Extract ▸
※

Tag Archives: Mortgages

A Proposal for stabilizing home ownership during difficult economic times

You already know my views that I do not expect jobs to grow in any significant numbers between now and 2016/2017 at the earliest.

By significant I mean that I do not expect the U-3 unemployment level to drop below 8%, or the U-6 rate to drop below 14%. For this to occur would require that jobs grow at the rate of 225,000 per month for almost three years.

I also believe that salaries and wages will remain largely stagnant or decrease for most Americans.

This is neither good nor bad at the macro level. It is an economic correction that is bringing us into alignment with our competitiveness costs with the rest of the world. It will be a continuing process for the next 20-30 years. Once you hear people complaining about ‘cheap Ethiopian/Bolivian/Russian’ quality goods, instead of ‘cheap Chinese goods’, then you will know that we have exploited the last remaining cheap labor pools.

At the micro or personal level, this economic correction is certainly most ungood.

This correction is undermining the basis for much of our society’s general wealth, stability, and sense of well being and general welfare.

※

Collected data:
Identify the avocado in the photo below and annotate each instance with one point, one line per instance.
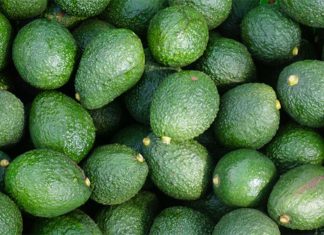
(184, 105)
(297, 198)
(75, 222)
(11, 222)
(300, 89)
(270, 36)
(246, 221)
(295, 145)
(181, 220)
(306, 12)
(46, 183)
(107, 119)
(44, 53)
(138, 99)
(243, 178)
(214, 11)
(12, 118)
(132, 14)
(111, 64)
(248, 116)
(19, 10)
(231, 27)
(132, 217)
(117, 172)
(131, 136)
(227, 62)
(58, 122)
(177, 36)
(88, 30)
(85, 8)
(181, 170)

※

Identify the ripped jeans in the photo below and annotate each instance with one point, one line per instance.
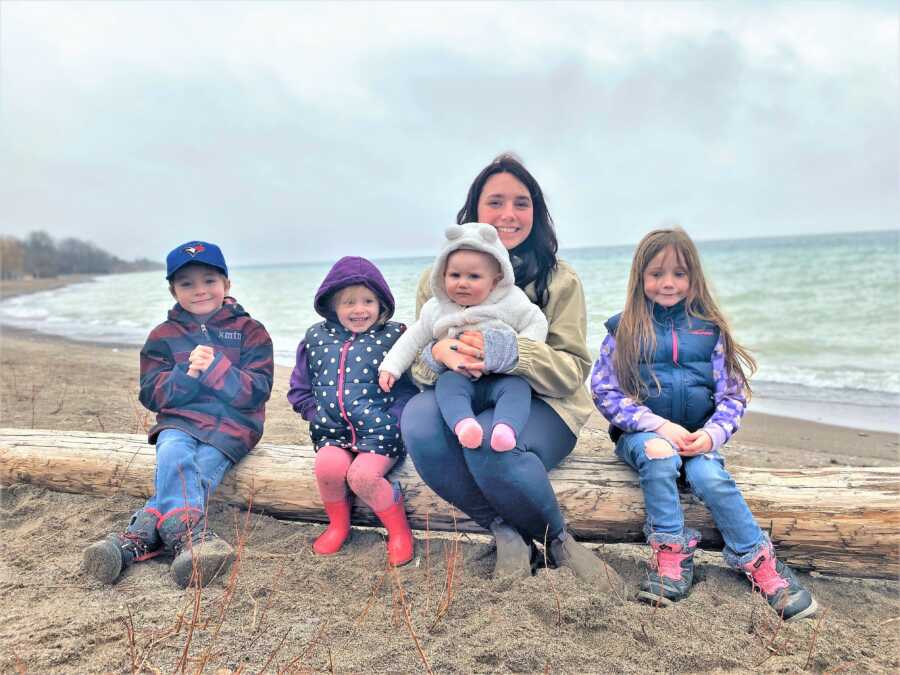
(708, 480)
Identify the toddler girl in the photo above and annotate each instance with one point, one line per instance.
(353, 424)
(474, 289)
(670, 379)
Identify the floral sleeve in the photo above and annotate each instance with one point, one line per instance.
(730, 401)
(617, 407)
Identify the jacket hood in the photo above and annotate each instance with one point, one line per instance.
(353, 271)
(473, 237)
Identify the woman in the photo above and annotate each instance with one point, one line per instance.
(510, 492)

※

Objective A ▸
Reproduce the stretch of the home ownership post from "Tag Archives: Mortgages" through "at the earliest.".
Objective B ▸
Continue the home ownership post, picking up after its final sentence.
Nothing in the records is required here.

Expected answer A ▸
Tag Archives: Mortgages

A Proposal for stabilizing home ownership during difficult economic times

You already know my views that I do not expect jobs to grow in any significant numbers between now and 2016/2017 at the earliest.

Expected answer B ▸
People have a right to be angry and to want a solution. Getting cheap products in return for losing their jobs is not a deal. It is the hand that has been dealt to them — and many, many Americans eagerly accept the deal in their purchasing habits — but it is a deal that is destabilizing our country.

MY PROPOSAL

Since economic gravity or inertia currently has a unique hold on the ability of Americans to find or to create jobs then we should seek to assure some level of stability as our economy evolves.

Core to that is making sure that Americans do not lose their homes due to losing their jobs and not being able to replace their jobs, or to replace their income at levels sufficient to maintaining ownership of their homes.

As a free market believer — true free markets not the rigged marketplace that pushes risk on people and seeks to protect corporations and banks — then we need a solution for both assuring stability of our fellow citizens and a solution that asks the free market to be a responsive market that does not undermine our society.

Important Terms: U-3 and U-6 are the two major categories by which the unemployed are counted by the Bureau of Labor Statistics (BLS.gov). Category U-3 are the short-term unemployed and they are generally eligible for unemployment benefits. Category U-6 are those that have been unemployed so long that they are no longer considered part of the work force; they are generally known as the ninety-niners because they have often exceeded their eligibility to collect unemployment benefits.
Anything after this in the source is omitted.